• TASK DETAILS:
Answer these questions using the text on microRNAs and autophagy below.
(a) Which microRNA appears among the key words?
(b) What process does the text name as one of the main ways cells react against invading intracellular pathogens?
(c) How do miRNAs mostly regulate gene expression?

• TEXT SHOWN:
****

Key Words: Crohn’s disease, Johne’s disease, miR-21, Mycobacterium

Introduction

Intracellular microorganisms, including the intracellular bacteria, use various strategies to avoid the host hostile reaction and survive inside the cells. Autophagy, as a sophisticated mechanism that is controlled by many genes and molecules, is one of the main processes by which the cells react against the invading intracellular pathogens (Wileman, 2013).

Micro RNAs (miRNA) are small non-coding RNAs that regulate gene expression, mostly post-transcriptionally by inhibition of translation (Felekkis et al., 2010; Catalanotto et al., 2016). These small RNAs are involved in various biological processes and enable cells to optimize the expression of protein coding genes. Micro RNAs (miRNA) also target long non-coning RNAs (lncRNA) (Jeggari et al., 2012) and the important functions of lncRNAs in normal and pathological conditions are extensively emerging (Schmitz et al., 2016).

****

• COLLECTED DATA:
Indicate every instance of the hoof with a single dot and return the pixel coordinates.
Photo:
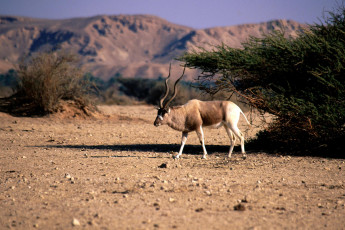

****

• FINISHED TASK:
(a) miR-21
(b) Autophagy
(c) Post-transcriptionally, by inhibition of translation